## What is being asked
Note on the material below: return exactly the lines from the line that holds "[locate] the lizard's foot" through the line that holds "Every instance of the zinnia", and leave out each picture.

## Input material
——————————
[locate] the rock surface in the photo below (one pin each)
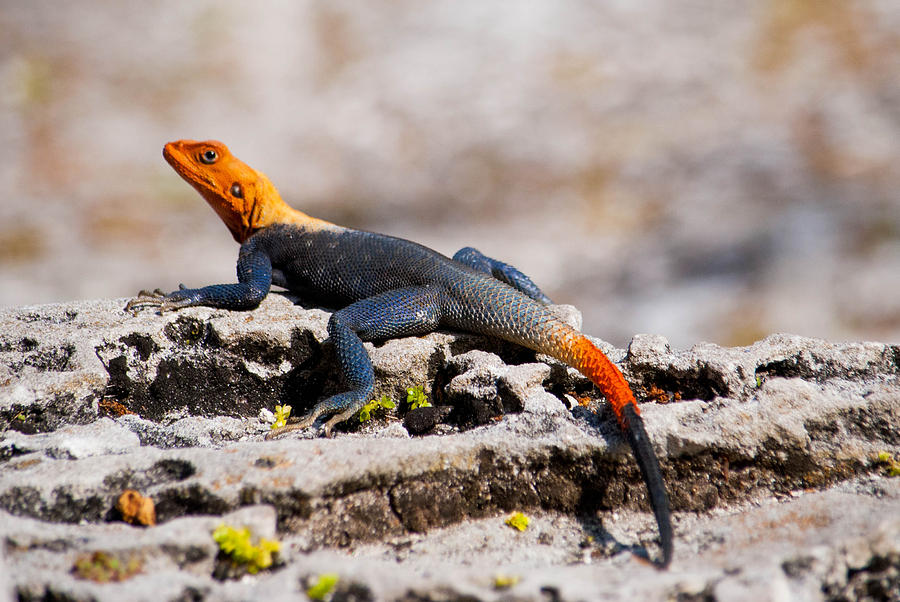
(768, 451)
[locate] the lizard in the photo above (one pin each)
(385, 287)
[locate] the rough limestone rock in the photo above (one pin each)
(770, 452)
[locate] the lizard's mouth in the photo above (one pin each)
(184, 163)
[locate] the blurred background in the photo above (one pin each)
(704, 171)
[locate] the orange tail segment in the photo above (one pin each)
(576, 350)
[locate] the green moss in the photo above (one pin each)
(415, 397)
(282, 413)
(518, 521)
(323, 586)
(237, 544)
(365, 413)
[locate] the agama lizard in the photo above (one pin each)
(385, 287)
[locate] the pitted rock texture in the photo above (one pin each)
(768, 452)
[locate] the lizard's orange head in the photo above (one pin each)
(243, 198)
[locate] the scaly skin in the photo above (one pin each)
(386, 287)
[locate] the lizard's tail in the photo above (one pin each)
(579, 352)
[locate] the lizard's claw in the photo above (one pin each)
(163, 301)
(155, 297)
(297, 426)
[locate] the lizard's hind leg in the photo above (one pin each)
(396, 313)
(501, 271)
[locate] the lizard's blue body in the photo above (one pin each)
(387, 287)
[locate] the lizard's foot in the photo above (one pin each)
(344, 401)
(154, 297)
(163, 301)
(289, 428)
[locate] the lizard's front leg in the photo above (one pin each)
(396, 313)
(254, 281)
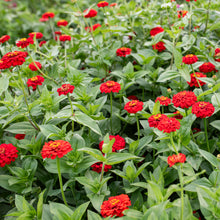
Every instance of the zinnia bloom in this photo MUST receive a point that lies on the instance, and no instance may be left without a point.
——————————
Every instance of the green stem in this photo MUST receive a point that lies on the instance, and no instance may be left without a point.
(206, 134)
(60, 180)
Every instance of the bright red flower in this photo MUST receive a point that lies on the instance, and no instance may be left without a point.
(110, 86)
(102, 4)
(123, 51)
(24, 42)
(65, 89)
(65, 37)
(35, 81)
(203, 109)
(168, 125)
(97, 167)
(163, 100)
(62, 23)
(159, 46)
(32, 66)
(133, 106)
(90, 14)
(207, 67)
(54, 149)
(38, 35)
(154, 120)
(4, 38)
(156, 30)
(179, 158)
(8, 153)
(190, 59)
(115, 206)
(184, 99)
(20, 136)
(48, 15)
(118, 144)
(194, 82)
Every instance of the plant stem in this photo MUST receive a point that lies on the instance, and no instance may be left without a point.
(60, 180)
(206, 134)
——————————
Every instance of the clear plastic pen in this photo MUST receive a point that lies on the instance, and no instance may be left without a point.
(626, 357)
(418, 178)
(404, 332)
——————————
## Result of this task
[locate] the lizard's foot in the photo above (one pin each)
(344, 401)
(154, 297)
(163, 301)
(289, 428)
[locate] the lizard's front leg in the photo above (one pin each)
(396, 313)
(254, 281)
Every instance of the zinnia bloom in this photo MUST receive a point that lies on the instance, and no instance may be left without a point.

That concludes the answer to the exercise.